• Extract provided:
○ ○ ○
Tuesday, June 27, 2017

End-of-year Review

      Enjoying three days off upon completion of a new job in the elementary school that my daughter attended a few years back, a school I have always been fond of. It was a very rewarding year in many ways, namely, I got to do the kind of work I love to do. My title was "site coordinator" but most of my time and energy went into planning and teaching after school enrichment clubs for children in grades K to 5, that are meant to reinforce what the teachers are doing all day in fun and unusual ways, and to prevent academic failure, especially in literacy. A perfect fit for me really. I never became a traditional classroom teacher because I can't stand the constraints of rules and regulations and need to have a fair amount of freedom to respond to what the students at hand most need. This year I was able to do just that.

     Not all of my clubs were literacy focused, though I work literacy into every one. Even when I teach children's yoga, I work literacy into the lesson. But many of them were all about books; The Eric Carle Book Club was a blast, The Pete the Cat Club was a big hit, as was the Beatrix Potter Book Club. For the older grades, I taught a Graphic Novel Club, a Playing with Poetry Club, and a BFG club where we put on a play at the end.

  Digital literacy is important too, and I introduced official author apps in my book clubs as an optional activity. These kids are trying the Eric Carle apps.
 A tea party in the Beatrix Potter Book Club was really a literacy / math activity.

       This pic was taken in a science club I taught that was all about elephants, but we did lots of literacy stuff as well.

      One of the first clubs I taught last fall was a Cursive Handwriting Club for grades 3 to 5. I think penmanship is an excellent enrichment program when schools have trouble fitting into the school day. I encouraged all of my students to enter the national competition and trained them for it. Only one of my kids wanted to go the distance. She practiced and gave me her best effort, and I sent her entry in. To my delight, she won the New Hampshire competition and her entry was forwarded on to nationals. Here she is receiving the award at the end-of-year assembly.

      In her winning entry she wrote, "It helps me be a better writer because cursive helps me learn how to write words in a fun way. It helps me be a better reader because when I write in cursive I see words ..."

   In addition to designing and teaching clubs, some of the other initiatives for literacy I took this year were to bring in the first after school author-in-residence, Terry Farish,
and to oversee an optional 25-minute silent reading session every day that turned out to be quite popular with a large group of children that really need some silent, downtime.
     Another addition I made was to end each day by reading aloud to the children, no matter their age. The reasons for that could fill an entire blog post!

      One more: early on in the year, I saw that the early release day programming, (when we have the children for an extended period of time), needed work. I decided that the only way I could endorse movie watching (which the kids enjoy and it does give them a nice change of pace) was if we made it literacy based. I curated a series of movies for the year that were all movies adapted from books, such as Stuart Little and Charlotte's Web. The movies were preceded by a book talk about the author and his/her work, and followed up by fun activities related to the story. Big kids had to write a film review. These two pics were taken the day they watched Paddington.
○ ○ ○
• Recorded data:
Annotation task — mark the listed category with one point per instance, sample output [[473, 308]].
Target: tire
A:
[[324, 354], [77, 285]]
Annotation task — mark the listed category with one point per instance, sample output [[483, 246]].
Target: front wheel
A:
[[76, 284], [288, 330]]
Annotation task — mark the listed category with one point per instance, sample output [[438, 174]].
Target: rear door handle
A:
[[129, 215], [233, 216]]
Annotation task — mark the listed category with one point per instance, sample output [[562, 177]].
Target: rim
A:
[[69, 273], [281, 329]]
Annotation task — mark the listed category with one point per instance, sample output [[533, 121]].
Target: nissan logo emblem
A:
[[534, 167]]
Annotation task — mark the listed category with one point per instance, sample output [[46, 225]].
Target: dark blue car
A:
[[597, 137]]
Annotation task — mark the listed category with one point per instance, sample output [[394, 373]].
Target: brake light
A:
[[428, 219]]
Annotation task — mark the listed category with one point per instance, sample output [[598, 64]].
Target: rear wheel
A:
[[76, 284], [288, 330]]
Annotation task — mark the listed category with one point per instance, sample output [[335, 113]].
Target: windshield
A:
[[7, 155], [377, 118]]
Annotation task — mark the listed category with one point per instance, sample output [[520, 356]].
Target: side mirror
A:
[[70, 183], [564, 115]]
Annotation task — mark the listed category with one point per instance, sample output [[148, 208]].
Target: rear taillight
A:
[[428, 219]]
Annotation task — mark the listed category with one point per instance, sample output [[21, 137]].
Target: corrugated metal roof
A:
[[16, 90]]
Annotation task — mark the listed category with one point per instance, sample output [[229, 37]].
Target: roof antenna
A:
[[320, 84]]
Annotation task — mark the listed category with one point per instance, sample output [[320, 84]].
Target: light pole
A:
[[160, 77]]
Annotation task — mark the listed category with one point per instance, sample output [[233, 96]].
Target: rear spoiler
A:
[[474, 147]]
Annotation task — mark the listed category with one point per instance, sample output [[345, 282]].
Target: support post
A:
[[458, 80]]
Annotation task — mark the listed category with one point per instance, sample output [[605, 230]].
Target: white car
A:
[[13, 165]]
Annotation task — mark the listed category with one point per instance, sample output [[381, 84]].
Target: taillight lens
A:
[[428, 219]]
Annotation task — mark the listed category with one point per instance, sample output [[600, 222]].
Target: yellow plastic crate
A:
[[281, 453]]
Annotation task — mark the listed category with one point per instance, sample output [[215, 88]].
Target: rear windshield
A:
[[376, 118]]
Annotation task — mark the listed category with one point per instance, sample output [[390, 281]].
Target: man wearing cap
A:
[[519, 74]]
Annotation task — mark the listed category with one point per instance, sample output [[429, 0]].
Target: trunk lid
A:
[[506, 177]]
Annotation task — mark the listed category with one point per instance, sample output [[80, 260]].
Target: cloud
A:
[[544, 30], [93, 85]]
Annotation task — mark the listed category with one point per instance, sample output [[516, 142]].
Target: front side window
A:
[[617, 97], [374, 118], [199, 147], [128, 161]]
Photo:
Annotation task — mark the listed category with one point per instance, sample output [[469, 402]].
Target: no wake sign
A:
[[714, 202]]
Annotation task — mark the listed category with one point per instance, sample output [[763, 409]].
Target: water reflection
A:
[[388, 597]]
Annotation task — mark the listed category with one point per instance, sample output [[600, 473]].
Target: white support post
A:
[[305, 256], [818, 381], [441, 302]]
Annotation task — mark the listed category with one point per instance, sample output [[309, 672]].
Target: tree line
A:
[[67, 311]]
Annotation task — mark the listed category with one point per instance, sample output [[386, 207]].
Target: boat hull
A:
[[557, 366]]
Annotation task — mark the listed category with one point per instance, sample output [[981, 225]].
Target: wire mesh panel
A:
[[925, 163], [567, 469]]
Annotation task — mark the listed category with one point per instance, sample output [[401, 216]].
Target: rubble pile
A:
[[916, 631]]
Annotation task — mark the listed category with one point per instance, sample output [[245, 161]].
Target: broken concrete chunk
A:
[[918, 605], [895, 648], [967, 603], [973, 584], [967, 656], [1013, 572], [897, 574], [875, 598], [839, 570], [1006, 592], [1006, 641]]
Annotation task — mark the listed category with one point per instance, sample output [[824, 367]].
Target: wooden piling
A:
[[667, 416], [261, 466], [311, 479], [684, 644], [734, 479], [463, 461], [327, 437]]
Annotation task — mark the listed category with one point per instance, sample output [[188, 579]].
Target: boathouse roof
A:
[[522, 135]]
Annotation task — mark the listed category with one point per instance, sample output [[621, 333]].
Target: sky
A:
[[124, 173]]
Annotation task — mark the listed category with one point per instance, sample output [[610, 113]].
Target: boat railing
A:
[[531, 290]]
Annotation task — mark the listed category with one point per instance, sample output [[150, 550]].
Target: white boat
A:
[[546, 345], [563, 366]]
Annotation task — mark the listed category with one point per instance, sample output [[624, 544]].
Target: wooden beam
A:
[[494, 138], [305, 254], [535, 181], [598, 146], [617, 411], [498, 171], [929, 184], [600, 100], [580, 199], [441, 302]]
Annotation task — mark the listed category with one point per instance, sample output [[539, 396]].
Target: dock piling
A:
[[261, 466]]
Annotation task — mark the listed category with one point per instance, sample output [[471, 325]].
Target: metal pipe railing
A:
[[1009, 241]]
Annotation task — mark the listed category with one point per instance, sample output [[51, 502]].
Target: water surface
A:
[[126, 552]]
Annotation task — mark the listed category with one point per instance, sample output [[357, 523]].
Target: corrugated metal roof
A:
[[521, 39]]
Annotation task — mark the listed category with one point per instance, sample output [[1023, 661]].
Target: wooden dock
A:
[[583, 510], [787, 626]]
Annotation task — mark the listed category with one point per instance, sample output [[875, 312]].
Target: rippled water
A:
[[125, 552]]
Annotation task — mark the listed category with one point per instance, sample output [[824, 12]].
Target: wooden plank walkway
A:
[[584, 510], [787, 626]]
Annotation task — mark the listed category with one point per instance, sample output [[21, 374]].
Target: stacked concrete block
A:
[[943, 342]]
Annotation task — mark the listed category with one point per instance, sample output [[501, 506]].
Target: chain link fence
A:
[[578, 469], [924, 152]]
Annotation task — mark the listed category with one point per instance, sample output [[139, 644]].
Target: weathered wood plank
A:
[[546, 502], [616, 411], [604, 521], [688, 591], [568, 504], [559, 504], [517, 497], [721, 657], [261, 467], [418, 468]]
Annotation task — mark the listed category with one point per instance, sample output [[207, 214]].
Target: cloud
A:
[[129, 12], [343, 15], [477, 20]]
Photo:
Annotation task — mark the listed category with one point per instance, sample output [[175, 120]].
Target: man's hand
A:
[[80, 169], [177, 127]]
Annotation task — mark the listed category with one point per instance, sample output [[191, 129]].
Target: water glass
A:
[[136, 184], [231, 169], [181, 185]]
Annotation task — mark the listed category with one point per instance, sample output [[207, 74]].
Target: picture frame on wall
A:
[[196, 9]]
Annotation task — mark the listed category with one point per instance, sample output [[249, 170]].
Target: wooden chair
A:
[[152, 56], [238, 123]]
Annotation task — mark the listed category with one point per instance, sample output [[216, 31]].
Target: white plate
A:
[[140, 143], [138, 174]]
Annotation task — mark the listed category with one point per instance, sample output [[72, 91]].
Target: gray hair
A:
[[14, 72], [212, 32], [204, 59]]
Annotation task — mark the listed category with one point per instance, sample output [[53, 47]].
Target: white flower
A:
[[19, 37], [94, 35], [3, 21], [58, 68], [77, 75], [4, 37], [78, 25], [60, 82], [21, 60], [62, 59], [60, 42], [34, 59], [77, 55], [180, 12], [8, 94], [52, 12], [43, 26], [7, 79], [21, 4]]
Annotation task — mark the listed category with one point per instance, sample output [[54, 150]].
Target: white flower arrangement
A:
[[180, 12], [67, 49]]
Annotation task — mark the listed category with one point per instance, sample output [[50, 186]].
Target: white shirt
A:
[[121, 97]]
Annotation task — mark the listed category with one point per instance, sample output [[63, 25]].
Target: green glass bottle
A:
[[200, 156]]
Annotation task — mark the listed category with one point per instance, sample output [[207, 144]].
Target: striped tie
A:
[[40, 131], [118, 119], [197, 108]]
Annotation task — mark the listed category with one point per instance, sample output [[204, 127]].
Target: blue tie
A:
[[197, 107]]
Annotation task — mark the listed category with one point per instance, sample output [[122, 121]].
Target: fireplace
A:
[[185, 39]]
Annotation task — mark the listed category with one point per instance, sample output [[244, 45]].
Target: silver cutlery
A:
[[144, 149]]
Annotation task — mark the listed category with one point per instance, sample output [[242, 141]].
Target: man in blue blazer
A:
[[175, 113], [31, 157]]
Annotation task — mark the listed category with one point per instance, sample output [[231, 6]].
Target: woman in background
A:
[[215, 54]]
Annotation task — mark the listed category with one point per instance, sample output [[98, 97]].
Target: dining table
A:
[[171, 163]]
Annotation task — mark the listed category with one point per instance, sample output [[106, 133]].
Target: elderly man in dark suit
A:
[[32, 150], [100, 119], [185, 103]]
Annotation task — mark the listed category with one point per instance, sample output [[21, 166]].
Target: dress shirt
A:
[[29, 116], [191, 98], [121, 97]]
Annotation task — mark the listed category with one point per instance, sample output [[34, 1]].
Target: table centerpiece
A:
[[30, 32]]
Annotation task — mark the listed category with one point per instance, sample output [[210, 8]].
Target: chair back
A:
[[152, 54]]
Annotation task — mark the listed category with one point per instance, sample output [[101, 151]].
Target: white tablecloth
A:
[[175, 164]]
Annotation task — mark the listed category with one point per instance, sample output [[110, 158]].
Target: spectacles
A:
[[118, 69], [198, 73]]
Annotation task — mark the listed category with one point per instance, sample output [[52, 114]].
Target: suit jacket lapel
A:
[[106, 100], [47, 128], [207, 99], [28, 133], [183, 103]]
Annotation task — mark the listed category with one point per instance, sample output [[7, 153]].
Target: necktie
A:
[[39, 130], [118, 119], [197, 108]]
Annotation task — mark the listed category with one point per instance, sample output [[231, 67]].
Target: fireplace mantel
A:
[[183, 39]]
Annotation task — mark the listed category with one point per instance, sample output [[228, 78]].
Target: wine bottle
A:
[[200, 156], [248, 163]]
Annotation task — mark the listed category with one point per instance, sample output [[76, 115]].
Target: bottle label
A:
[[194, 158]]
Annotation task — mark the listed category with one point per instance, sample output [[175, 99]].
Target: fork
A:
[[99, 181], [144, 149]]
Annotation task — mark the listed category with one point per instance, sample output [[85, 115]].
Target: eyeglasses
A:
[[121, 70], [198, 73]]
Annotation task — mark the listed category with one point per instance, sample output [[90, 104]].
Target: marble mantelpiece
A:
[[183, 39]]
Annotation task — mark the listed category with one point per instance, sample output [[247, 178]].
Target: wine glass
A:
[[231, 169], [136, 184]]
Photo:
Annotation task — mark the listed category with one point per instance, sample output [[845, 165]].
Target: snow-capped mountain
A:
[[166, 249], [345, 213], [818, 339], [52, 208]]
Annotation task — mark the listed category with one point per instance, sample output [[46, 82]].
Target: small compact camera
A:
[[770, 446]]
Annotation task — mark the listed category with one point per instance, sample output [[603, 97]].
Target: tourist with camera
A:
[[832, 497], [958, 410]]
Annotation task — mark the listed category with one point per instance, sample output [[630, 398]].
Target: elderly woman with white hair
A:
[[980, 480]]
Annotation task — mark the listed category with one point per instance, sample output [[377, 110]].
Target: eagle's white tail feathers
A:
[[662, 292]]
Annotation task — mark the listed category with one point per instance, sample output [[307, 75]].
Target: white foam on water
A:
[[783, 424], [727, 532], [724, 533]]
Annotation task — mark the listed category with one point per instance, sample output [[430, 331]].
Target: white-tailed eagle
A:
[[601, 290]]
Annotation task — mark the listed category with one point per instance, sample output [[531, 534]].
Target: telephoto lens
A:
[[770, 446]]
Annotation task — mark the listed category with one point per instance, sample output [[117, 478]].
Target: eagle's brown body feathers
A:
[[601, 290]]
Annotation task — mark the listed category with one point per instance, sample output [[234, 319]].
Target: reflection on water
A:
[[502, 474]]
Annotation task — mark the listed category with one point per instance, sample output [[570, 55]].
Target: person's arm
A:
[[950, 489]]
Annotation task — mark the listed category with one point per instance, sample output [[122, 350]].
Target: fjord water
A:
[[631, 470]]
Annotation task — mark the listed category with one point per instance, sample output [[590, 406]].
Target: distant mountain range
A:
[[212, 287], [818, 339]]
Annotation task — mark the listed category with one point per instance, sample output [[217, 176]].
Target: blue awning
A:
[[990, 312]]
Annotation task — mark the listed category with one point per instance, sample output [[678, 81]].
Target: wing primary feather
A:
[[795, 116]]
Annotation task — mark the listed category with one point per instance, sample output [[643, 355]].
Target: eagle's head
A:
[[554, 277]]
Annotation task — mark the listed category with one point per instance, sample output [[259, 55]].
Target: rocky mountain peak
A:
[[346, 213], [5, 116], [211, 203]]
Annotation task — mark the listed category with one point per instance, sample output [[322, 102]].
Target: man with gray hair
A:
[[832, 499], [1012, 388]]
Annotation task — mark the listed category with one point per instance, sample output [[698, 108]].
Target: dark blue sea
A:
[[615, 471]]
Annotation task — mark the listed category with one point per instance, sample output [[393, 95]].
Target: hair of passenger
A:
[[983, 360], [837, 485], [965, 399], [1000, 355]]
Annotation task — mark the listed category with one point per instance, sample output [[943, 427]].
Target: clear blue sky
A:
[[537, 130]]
○ ○ ○
• Given task 1:
Please rewrite the part of the end-of-year review that starts at the words "This pic was" and ends after "the end-of-year assembly.", swapping "elephants" for "giraffes".
• Given task 2:
Reproduce the records from the line containing "output [[539, 396]]." through the line containing "467], [418, 468]]", both ends included, with every point coordinate in the answers scaled by 0.95 and rounded to the nearest whole number, halves rounding up. Keep the requests and their sample outputs unchanged, and return only those lines.
The text and the records come from separate sources.

• Worked solution 1:
This pic was taken in a science club I taught that was all about giraffes, but we did lots of literacy stuff as well.

      One of the first clubs I taught last fall was a Cursive Handwriting Club for grades 3 to 5. I think penmanship is an excellent enrichment program when schools have trouble fitting into the school day. I encouraged all of my students to enter the national competition and trained them for it. Only one of my kids wanted to go the distance. She practiced and gave me her best effort, and I sent her entry in. To my delight, she won the New Hampshire competition and her entry was forwarded on to nationals. Here she is receiving the award at the end-of-year assembly.

• Worked solution 2:
Annotation task — mark the listed category with one point per instance, sample output [[539, 396]].
Target: dock piling
A:
[[248, 443]]
Annotation task — mark the listed category with one point per instance, sample output [[471, 325]].
Target: metal pipe railing
A:
[[959, 229]]
Annotation task — mark the listed category with one point per instance, sample output [[51, 502]].
Target: water surface
A:
[[120, 524]]
Annotation task — mark the listed category with one point per instance, sample output [[357, 523]].
Target: corrugated metal roof
A:
[[495, 37]]
Annotation task — mark the listed category with one point per instance, sample output [[1023, 661]].
Target: wooden dock
A:
[[554, 485], [748, 595]]
Annotation task — mark the listed category with one point per instance, sample output [[875, 312]].
Target: rippled water
A:
[[119, 524]]
Annotation task — mark the listed category with one point per instance, sample output [[824, 12]].
Target: wooden plank walkway
A:
[[555, 485], [748, 595]]
Annotation task — mark the listed category with one point per instance, sample output [[21, 374]].
Target: stacked concrete block
A:
[[896, 325]]
Annotation task — mark the listed category with one point per instance, sample output [[501, 506]].
Target: chain link fence
A:
[[549, 446], [878, 144]]
Annotation task — mark the listed category with one point per instance, sample output [[139, 644]].
Target: weathered wood plank
A:
[[519, 477], [585, 390], [574, 495], [654, 561], [540, 479], [531, 479], [491, 472], [685, 624], [248, 444], [397, 445]]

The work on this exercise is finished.